▸ **Texto da página**:

-*-

Construção do centro educativo da Fundação Mendes Gonçalves arranca este ano. Vai custar 10 milhões

Educar, Regenerar e Nutrir são os três pilares prioritários, numa lógica de filantropia de proximidade, contribuindo para o progresso da região e do país. Da Golegã para o mundo é o mote definido.
A Casa Mendes Gonçalves conta com 420 trabalhadores de13 nacionalidades. É o maior empregador da região da Golegã
Publicado a

Diz-se que, nas empresas familiares, a primeira geração constrói, a segunda mantém e a terceira destrói. Carlos Gonçalves, fundador da Casa Mendes Gonçalves, dona de marcas como a Paladin ou Sacana, nunca escondeu a responsabilidade que sente para com a Golegã, enquanto maior empregador de uma vila com cerca de três mil habitantes. Para “garantir a eternidade da empresa”, evitando “questões sucessórias ou mesmo uma eventual compra”, criou a Fundação Mendes Gonçalves (FMG), à qual doou a sua quota disponível, ou seja, cerca de 30% do capital da empresa. Educar, Regenerar e Nutrir são as três áreas prioritárias de ação e Tiago Pereira, especialista em Psicologia da Educação e do Trabalho, foi o escolhido para liderar este projeto como CEO da Fundação. Ainda este ano, arranca a construção de um centro educativo, num investimento que chega aos 10 milhões de euros.

-*-

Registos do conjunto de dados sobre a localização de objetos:

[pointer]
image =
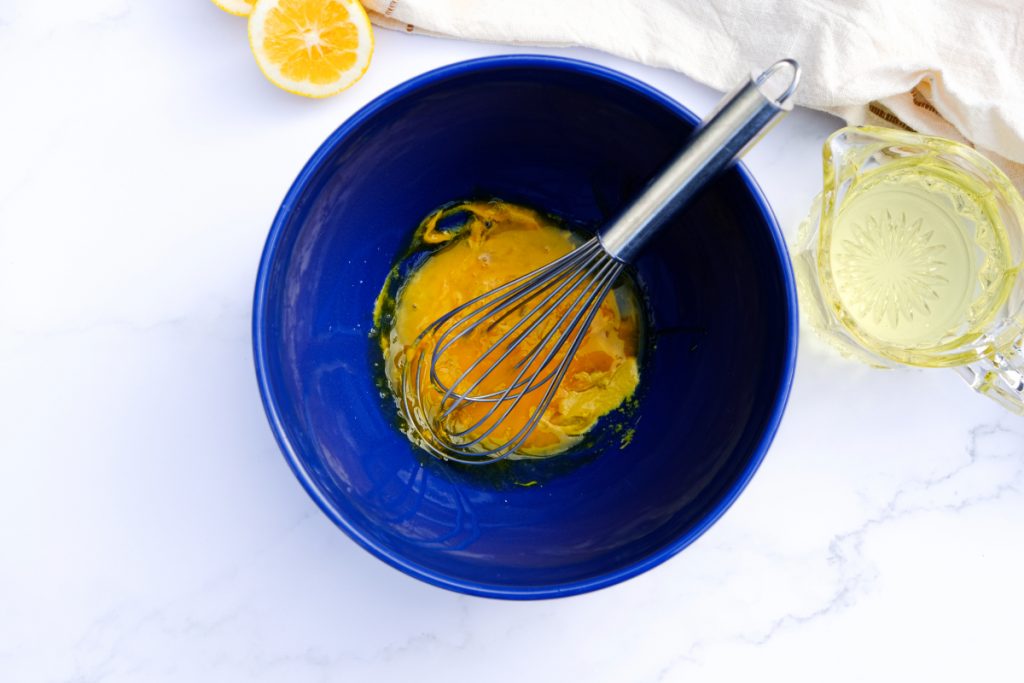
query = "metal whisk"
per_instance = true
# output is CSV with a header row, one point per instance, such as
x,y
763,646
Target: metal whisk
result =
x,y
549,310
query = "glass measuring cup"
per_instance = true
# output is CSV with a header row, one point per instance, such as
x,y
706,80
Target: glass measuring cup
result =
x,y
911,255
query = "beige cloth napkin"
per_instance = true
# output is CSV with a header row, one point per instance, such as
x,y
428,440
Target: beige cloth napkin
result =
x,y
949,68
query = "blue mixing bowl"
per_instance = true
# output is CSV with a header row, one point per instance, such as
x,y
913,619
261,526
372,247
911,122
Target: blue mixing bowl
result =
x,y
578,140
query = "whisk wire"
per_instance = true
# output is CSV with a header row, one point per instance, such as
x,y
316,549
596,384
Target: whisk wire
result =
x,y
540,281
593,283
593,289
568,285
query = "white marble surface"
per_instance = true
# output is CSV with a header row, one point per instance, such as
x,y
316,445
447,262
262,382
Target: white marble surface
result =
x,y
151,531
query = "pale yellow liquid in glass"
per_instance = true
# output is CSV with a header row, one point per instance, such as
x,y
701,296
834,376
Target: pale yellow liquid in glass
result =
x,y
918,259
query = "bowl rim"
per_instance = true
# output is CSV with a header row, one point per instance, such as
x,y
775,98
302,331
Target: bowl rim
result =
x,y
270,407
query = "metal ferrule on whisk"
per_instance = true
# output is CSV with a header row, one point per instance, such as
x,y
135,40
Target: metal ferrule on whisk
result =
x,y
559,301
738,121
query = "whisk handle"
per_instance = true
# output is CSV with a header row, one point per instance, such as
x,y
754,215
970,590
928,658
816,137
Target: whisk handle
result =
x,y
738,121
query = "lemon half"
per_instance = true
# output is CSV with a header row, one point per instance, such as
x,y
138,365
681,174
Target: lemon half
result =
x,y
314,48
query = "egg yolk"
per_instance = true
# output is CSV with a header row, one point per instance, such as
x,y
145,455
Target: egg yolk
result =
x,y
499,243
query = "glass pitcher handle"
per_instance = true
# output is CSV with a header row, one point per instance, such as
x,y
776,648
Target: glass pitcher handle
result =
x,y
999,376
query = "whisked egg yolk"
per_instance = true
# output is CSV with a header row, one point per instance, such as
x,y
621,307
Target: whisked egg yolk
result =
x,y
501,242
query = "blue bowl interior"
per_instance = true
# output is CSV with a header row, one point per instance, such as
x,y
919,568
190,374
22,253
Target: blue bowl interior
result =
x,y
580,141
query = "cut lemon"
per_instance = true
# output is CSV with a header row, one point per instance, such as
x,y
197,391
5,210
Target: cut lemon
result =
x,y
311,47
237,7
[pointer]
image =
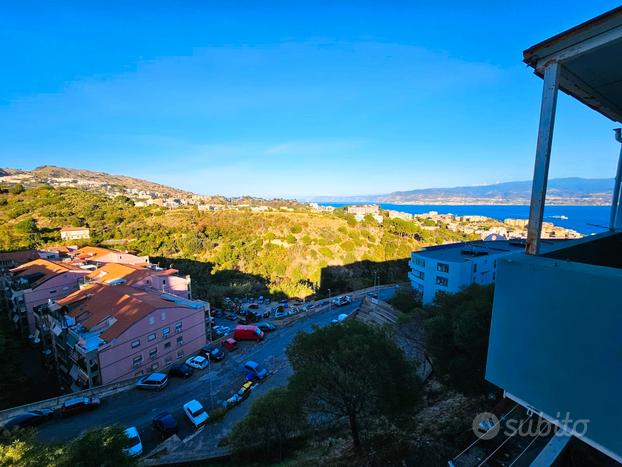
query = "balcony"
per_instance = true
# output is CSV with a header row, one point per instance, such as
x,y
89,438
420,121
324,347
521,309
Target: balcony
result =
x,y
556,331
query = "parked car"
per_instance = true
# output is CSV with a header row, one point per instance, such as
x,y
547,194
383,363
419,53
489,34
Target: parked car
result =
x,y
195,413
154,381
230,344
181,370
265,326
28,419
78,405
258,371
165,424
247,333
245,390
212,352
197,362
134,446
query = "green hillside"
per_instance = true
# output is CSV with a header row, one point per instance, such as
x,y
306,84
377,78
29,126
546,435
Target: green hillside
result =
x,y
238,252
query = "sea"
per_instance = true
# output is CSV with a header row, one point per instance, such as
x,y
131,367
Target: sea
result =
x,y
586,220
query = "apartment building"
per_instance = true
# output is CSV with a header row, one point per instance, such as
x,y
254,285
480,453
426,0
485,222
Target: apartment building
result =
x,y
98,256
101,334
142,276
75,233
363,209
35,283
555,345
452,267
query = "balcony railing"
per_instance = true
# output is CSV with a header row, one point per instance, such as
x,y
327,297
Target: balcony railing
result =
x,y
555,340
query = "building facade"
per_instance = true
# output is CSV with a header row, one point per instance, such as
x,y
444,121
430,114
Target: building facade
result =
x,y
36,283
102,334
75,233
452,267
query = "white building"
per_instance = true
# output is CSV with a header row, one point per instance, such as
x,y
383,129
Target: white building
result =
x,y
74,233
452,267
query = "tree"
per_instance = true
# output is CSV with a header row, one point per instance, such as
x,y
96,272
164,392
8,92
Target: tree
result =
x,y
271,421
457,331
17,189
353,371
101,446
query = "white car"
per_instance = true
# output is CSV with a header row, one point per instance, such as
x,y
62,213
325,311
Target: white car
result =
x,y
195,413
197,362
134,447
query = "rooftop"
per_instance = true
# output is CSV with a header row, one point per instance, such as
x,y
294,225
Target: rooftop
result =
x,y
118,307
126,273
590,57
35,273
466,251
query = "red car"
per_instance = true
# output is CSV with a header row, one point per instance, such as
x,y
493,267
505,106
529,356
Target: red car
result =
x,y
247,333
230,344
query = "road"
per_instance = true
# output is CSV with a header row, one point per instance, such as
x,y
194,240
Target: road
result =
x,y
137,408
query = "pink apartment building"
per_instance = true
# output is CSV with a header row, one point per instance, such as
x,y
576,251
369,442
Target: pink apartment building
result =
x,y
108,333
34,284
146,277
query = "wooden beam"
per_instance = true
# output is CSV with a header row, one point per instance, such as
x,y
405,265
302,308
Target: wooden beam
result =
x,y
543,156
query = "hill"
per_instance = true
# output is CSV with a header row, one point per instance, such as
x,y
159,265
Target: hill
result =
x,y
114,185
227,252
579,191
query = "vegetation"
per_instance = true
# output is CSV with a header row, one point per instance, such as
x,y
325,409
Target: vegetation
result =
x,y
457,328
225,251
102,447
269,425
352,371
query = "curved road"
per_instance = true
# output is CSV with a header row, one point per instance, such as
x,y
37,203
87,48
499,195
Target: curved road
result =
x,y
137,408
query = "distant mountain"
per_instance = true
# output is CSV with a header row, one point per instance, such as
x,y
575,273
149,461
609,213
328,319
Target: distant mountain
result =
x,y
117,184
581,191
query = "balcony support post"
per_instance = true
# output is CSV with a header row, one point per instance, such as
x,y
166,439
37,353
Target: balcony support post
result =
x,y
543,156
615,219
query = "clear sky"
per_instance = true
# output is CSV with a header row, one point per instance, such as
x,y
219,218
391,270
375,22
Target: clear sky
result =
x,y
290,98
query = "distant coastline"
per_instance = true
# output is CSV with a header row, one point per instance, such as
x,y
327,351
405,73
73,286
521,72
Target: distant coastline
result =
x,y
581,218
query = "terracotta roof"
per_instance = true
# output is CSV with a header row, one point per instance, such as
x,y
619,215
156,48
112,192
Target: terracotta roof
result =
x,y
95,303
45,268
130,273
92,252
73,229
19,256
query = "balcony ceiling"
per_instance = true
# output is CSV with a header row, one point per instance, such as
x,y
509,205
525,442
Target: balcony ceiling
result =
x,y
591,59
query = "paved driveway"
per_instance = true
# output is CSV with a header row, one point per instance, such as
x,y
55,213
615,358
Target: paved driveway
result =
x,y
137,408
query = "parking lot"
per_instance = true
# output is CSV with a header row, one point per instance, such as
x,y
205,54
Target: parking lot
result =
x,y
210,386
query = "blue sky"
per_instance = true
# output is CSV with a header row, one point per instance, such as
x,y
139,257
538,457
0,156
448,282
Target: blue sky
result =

-*-

▸ **Conjunto de exercícios**:
1. Transcreva literalmente o trecho da notícia sobre a Fundação Mendes Gonçalves, a começar nas palavras "Construção do centro" e a terminar depois de "o mote definido.".
2. De acordo com a notícia sobre a Fundação Mendes Gonçalves, que parte do capital da empresa Carlos Gonçalves doou à fundação?

▸ **Resultados do exercício**:
1.
Construção do centro educativo da Fundação Mendes Gonçalves arranca este ano. Vai custar 10 milhões

Educar, Regenerar e Nutrir são os três pilares prioritários, numa lógica de filantropia de proximidade, contribuindo para o progresso da região e do país. Da Golegã para o mundo é o mote definido.

2. A sua quota disponível, ou seja, cerca de 30% do capital da empresa.